SOURCE MATERIAL
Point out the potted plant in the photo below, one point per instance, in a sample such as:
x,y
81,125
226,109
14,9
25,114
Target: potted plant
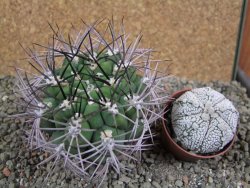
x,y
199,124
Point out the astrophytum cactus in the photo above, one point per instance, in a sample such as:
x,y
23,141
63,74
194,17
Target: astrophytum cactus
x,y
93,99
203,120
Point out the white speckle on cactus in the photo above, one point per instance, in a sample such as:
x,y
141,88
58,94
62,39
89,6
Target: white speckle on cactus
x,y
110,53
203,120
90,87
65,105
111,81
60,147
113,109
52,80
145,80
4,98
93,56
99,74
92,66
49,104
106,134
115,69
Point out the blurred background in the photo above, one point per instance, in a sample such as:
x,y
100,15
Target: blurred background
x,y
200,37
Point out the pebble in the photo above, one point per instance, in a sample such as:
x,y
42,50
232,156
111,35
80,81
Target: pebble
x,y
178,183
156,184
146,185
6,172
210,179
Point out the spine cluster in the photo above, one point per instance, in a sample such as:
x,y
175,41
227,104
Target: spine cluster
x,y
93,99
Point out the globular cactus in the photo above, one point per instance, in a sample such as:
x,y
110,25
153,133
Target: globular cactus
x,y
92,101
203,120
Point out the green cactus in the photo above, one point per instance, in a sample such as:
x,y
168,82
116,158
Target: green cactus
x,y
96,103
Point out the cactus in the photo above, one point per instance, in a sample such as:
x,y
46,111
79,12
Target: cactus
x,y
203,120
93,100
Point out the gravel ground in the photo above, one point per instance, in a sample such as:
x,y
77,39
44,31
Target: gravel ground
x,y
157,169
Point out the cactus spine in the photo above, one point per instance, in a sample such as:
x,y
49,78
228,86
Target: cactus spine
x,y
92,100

==

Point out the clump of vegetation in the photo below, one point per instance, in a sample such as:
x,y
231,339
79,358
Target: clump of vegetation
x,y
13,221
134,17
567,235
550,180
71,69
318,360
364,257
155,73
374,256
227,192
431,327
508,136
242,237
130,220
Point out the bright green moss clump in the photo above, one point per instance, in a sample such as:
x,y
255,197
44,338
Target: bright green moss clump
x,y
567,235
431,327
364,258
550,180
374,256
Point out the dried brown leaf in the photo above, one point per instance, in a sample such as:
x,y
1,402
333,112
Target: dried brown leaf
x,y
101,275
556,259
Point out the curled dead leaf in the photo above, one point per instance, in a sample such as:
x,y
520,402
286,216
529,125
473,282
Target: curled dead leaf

YOUR OBJECTIVE
In the material above, show every line where the word "dead" turns up.

RESULT OF THE EXERCISE
Point out the curled dead leaf in the photo above, one point per instance, in a sample such as:
Target: curled dead leaf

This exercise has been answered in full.